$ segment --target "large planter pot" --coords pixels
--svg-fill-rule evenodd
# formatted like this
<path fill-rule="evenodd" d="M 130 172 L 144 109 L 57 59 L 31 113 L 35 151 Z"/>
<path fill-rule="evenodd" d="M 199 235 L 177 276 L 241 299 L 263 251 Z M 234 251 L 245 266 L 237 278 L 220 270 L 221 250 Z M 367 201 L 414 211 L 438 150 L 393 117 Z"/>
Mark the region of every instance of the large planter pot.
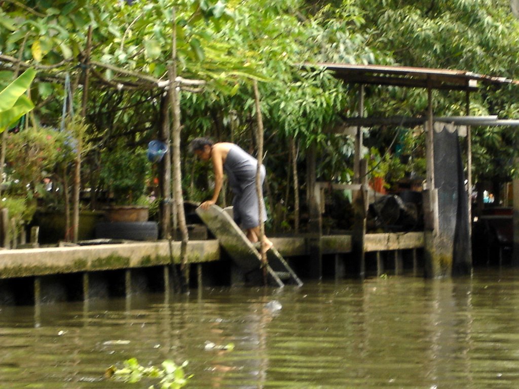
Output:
━━━
• STATED PROBLEM: Find each line of the items above that contains the word "large", and copy those lines.

• RESULT OF THE TASK:
$ segment --target "large planter pot" --coords pixels
Mark the region of every instance of the large planter pot.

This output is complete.